▸ **To do**:
Reproduce the records from the line containing "like [64, 143]." through the end of the records, swapping "pin one point" for "mark one point" and leaving everything else unchanged.

↓

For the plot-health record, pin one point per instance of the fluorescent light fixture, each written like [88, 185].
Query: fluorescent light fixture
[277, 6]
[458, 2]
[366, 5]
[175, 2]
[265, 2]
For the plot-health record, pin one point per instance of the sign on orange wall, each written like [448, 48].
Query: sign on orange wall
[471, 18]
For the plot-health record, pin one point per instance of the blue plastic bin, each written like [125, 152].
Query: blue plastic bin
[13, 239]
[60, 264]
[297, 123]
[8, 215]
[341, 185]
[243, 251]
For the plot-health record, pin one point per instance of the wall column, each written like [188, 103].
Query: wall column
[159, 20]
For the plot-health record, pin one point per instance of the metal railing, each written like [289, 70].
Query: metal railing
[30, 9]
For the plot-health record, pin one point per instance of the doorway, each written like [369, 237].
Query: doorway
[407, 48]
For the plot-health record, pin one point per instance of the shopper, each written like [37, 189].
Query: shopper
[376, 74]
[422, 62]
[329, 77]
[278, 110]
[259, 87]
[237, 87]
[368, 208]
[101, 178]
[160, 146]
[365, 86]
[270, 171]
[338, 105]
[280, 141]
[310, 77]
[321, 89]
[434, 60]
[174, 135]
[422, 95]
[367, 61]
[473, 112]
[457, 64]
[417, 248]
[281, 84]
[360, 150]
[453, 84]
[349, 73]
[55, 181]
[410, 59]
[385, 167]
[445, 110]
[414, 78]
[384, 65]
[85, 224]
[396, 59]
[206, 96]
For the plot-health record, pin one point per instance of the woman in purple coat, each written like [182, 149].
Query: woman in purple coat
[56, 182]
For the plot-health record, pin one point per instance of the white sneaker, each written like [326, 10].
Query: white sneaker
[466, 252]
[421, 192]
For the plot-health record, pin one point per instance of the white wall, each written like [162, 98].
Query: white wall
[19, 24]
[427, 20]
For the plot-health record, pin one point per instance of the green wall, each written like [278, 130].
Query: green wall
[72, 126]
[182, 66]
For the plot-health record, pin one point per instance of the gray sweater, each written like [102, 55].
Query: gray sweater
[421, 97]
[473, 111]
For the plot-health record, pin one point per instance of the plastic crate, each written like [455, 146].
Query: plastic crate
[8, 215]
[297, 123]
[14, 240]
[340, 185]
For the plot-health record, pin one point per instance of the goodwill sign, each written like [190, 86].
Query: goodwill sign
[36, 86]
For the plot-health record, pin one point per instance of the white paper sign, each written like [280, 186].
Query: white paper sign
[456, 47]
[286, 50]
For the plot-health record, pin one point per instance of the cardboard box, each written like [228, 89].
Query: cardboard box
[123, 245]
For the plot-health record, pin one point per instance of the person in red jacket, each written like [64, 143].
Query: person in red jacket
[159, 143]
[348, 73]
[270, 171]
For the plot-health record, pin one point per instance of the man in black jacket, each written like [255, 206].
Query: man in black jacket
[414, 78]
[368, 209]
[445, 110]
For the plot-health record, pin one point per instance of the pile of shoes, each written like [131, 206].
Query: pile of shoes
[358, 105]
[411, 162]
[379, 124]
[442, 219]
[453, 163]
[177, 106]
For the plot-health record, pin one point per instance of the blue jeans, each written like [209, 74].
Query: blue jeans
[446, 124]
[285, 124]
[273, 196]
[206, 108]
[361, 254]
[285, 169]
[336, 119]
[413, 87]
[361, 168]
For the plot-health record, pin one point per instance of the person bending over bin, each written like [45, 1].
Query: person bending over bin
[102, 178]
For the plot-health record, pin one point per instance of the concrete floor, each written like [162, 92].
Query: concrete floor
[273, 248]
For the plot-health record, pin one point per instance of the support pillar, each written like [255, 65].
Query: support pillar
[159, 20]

↑

▸ **Completed task**:
For the plot-health record, mark one point per instance of the person in red jacket, each written like [64, 143].
Query: person in red jacket
[159, 143]
[348, 73]
[270, 171]
For the plot-health record, mark one point per instance of the man in black jacket, each written like [255, 206].
Query: man in black jacket
[414, 78]
[368, 209]
[445, 110]
For the plot-health record, mark one point per instance of the pile of shoes, each written like [131, 206].
Query: pile of shoes
[358, 105]
[411, 162]
[379, 124]
[442, 219]
[453, 163]
[177, 106]
For the plot-health record, mark one point per instance of the blue jeans, each written like [209, 74].
Query: blue jeans
[446, 124]
[285, 124]
[273, 196]
[206, 108]
[361, 254]
[285, 169]
[336, 119]
[413, 87]
[361, 168]
For the plot-health record, mark one point per instance of the person bending over bin, each written like [45, 1].
Query: person bending over bin
[102, 178]
For the plot-health record, mark one point per instance of the concrete floor, each written like [162, 92].
Query: concrete floor
[273, 248]
For the plot-health record, mark one point per instance of the support pillar, each written like [255, 65].
Query: support pillar
[159, 20]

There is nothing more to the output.